● Supplied records
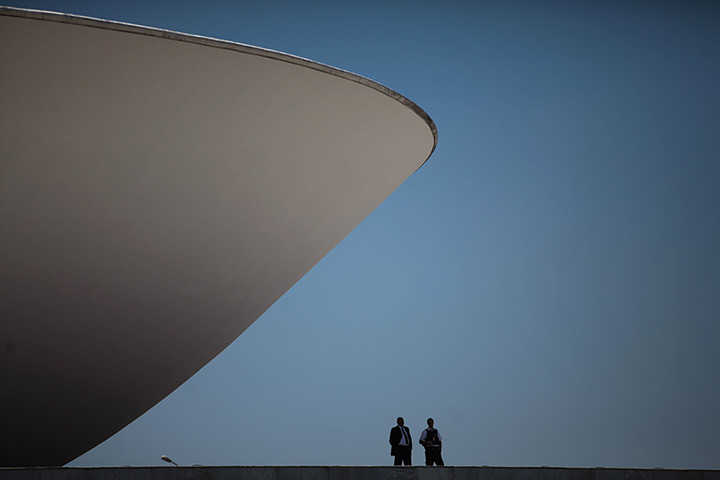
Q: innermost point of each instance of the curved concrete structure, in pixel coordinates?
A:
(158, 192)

==

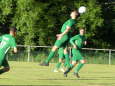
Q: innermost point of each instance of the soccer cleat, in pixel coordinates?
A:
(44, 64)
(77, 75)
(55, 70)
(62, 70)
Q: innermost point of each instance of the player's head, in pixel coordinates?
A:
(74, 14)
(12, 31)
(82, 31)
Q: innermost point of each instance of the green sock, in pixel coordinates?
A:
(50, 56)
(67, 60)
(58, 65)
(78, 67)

● Problem statement
Taking the records as a whole, report how many of their lines include the word "innermost". Nothing but the number is wanted.

● Solved problem
4